Copy every record below exactly as written, but leave out the pictures.

=== Data for the task ===
## begin
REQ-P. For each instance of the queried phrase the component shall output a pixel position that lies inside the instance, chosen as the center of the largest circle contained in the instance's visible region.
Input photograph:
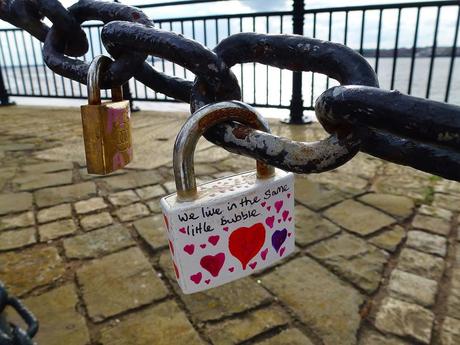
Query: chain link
(358, 115)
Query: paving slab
(164, 324)
(119, 282)
(60, 323)
(330, 308)
(365, 220)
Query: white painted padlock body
(238, 224)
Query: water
(260, 84)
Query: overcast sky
(428, 15)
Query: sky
(427, 20)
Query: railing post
(4, 97)
(296, 116)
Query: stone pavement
(377, 260)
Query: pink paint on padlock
(115, 117)
(225, 229)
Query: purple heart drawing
(278, 238)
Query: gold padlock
(106, 126)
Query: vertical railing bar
(45, 72)
(35, 65)
(101, 52)
(329, 39)
(267, 29)
(173, 64)
(312, 98)
(163, 60)
(363, 23)
(183, 33)
(20, 62)
(345, 37)
(12, 62)
(280, 70)
(414, 51)
(27, 62)
(254, 64)
(452, 57)
(241, 65)
(433, 52)
(379, 35)
(5, 68)
(395, 51)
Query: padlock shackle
(100, 64)
(193, 129)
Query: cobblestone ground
(377, 260)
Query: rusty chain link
(358, 115)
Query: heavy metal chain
(9, 333)
(358, 115)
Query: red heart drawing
(263, 254)
(171, 247)
(213, 263)
(196, 278)
(166, 222)
(278, 205)
(244, 243)
(213, 239)
(285, 214)
(282, 251)
(176, 270)
(189, 249)
(269, 221)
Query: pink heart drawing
(263, 254)
(285, 214)
(213, 263)
(282, 251)
(213, 239)
(269, 221)
(196, 278)
(278, 205)
(189, 249)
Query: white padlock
(227, 228)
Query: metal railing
(412, 46)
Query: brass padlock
(106, 126)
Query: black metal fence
(412, 46)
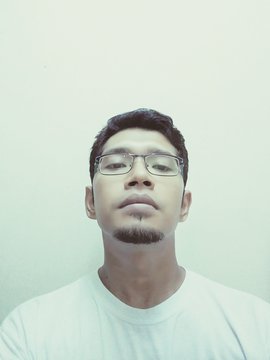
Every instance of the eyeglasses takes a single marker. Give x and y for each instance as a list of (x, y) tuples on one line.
[(156, 164)]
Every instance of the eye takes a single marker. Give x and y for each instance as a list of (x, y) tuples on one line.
[(115, 166), (160, 167)]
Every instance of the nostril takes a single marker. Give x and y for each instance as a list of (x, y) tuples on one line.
[(147, 183)]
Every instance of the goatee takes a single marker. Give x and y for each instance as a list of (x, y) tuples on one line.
## end
=== Response to the task ===
REQ-P. For each instance of the queried phrase the component shall output a pixel position that lies inside the instance, chosen as the center of the largest circle contained in the instance's visible region.
Input photograph:
Query: chain link
(358, 115)
Query: paving slab
(164, 324)
(119, 282)
(60, 323)
(330, 308)
(365, 220)
Query: white painted padlock body
(238, 224)
Query: water
(260, 84)
Query: overcast sky
(428, 15)
Query: sky
(427, 20)
Query: railing post
(4, 97)
(296, 116)
Query: stone pavement
(377, 260)
Query: pink paint on padlock
(115, 117)
(225, 229)
Query: purple heart drawing
(278, 238)
Query: gold padlock
(106, 126)
Query: vertical railing bar
(45, 72)
(35, 65)
(101, 52)
(329, 39)
(267, 29)
(173, 64)
(312, 98)
(163, 60)
(363, 23)
(183, 33)
(20, 62)
(345, 37)
(12, 62)
(280, 70)
(414, 51)
(27, 62)
(254, 64)
(452, 57)
(241, 65)
(433, 52)
(379, 35)
(5, 68)
(395, 51)
Query: padlock shackle
(100, 64)
(193, 129)
Query: cobblestone ground
(377, 260)
Query: rusty chain link
(358, 115)
Query: heavy metal chain
(9, 333)
(358, 115)
Query: red heart drawing
(263, 254)
(171, 247)
(213, 263)
(196, 278)
(166, 222)
(278, 205)
(244, 243)
(213, 239)
(285, 214)
(282, 251)
(176, 270)
(189, 249)
(269, 221)
Query: pink heart drawing
(263, 254)
(285, 214)
(213, 263)
(282, 251)
(213, 239)
(269, 221)
(196, 278)
(278, 205)
(189, 249)
Query: white padlock
(227, 228)
Query: metal railing
(412, 46)
Query: brass padlock
(106, 126)
Query: black metal fence
(412, 46)
Every instance of the eyeglasses takes a single marker. Give x and y for each instance as a list of (x, y) tuples on one line.
[(156, 164)]
Every instance of the eye takes a single marker. Give x and y for each instance as a list of (x, y) tuples on one line.
[(115, 166), (160, 167)]
Every instance of the nostril takes a single marker. Give x and y for each instance as a list of (x, y) tuples on one line.
[(147, 183)]
Every instance of the goatee takes a single marker. Give x and y for each instance as a list of (x, y) tuples on one line.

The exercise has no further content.